## What you are asked to do
Count the lines of the material that contain the string "dark", treating uppercase and lowercase as different. Reply with the number alone.

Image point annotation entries
******************************

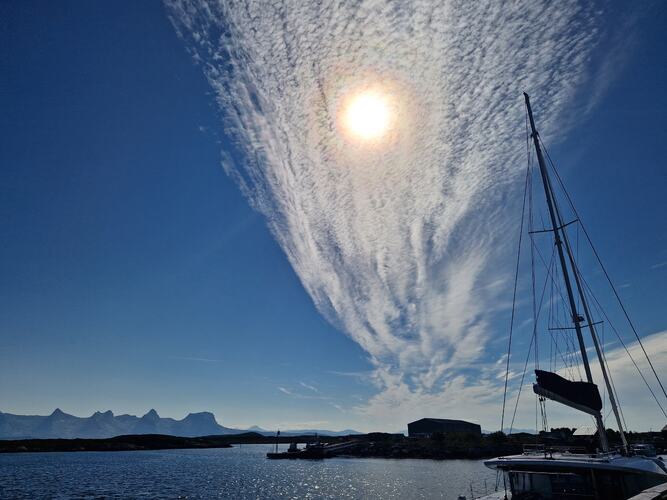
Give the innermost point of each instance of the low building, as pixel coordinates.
(426, 427)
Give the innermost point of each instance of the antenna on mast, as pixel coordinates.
(563, 248)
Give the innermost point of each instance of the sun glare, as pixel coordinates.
(367, 115)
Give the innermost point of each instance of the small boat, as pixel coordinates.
(312, 450)
(543, 474)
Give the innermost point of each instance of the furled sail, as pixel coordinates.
(583, 396)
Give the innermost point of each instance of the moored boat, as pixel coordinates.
(606, 474)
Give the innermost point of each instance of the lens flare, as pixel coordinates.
(367, 115)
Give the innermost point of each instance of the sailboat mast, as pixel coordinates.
(557, 228)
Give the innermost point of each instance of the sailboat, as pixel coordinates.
(547, 474)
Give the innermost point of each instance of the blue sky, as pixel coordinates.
(136, 275)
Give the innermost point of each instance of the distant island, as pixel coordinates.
(102, 425)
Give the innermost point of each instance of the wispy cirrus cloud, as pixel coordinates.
(299, 395)
(397, 244)
(309, 387)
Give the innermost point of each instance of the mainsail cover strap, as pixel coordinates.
(581, 395)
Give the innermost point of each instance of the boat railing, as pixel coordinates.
(542, 449)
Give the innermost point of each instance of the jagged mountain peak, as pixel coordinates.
(106, 414)
(151, 415)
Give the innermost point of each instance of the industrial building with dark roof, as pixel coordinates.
(426, 427)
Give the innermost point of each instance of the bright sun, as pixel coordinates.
(367, 115)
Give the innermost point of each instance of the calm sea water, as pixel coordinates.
(238, 473)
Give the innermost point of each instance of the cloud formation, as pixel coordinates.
(396, 242)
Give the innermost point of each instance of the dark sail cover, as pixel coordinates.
(581, 395)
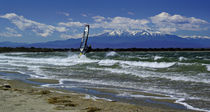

******************************

## Output of the exercise
2